For the data below, give again exactly the lines from the one containing "Return one point per instance of the white and" through the one containing "Return one point per instance of the dog's", both ends included, and no others.
------ Given records ------
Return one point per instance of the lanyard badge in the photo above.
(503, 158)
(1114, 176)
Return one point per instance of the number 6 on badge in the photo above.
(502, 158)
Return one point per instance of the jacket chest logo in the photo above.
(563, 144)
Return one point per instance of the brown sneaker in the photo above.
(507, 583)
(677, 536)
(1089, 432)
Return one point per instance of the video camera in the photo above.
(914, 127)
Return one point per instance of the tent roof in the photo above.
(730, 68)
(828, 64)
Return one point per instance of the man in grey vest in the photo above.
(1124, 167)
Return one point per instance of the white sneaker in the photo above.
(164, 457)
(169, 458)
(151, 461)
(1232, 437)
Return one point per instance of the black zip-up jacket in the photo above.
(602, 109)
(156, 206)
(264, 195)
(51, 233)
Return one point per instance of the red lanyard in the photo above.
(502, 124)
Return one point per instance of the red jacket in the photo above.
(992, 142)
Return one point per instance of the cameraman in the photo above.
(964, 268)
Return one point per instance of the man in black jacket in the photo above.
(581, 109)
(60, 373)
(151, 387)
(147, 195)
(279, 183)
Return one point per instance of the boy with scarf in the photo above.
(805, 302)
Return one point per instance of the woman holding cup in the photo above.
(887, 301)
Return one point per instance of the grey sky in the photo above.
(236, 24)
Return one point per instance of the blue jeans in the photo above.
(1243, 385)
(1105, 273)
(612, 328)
------
------ Given records ------
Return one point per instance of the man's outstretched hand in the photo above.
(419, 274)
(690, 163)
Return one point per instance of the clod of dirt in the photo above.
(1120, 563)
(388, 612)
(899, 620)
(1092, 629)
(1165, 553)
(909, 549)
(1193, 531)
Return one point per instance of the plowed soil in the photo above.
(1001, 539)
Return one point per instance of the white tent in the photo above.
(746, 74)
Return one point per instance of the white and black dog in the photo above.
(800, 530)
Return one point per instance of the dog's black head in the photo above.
------
§ **Task solution**
Return one point per instance of the white and black dog in the photo above.
(800, 530)
Return one point per instance of the dog's black head in the photo above.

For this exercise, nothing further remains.